Records contained in a dataset
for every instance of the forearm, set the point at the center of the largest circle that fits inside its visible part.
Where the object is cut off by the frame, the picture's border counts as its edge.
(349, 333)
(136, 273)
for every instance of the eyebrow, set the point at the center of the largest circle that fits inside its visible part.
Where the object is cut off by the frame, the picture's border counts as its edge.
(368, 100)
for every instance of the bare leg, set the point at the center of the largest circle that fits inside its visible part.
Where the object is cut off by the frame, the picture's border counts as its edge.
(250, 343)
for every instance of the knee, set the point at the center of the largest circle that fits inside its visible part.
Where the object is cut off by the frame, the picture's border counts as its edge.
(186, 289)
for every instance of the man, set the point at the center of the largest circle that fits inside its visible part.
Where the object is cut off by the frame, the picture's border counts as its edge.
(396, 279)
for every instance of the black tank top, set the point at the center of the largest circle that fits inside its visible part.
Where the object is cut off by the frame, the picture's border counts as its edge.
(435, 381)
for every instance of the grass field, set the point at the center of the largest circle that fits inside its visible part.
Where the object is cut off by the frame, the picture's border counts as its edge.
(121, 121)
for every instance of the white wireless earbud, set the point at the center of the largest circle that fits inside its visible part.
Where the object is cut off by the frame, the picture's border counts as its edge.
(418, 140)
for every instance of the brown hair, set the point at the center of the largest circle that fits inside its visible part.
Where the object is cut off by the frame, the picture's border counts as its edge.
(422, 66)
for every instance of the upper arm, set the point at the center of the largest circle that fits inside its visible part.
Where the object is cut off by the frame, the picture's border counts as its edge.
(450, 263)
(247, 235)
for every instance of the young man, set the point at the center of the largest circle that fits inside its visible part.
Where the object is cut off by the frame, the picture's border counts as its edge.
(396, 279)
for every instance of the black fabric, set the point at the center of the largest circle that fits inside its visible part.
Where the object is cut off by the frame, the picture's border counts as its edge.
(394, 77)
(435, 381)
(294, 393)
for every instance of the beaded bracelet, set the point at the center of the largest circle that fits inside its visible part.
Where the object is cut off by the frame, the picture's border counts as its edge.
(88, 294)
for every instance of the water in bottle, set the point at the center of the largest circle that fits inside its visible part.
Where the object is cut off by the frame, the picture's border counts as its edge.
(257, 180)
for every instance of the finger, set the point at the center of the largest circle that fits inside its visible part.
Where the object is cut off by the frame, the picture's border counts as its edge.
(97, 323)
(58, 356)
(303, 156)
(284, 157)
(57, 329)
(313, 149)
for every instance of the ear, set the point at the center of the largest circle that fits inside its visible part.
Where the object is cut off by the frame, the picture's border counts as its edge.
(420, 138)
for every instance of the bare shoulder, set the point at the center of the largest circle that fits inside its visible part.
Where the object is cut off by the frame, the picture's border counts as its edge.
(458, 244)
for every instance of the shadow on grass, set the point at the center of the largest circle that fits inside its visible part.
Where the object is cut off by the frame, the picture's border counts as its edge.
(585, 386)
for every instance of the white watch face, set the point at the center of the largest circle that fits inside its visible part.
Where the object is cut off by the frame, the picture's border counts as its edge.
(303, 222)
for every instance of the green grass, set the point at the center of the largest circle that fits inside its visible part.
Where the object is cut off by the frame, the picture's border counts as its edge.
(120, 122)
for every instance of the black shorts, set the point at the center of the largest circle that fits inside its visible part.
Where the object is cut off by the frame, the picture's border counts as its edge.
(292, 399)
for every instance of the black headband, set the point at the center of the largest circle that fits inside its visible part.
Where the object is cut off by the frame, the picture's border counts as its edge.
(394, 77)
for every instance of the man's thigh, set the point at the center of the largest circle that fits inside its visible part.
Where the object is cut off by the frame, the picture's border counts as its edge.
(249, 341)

Task item: Determine how many lines of the data contain the word "bare", and reply with that number only.

Output for this exercise: 2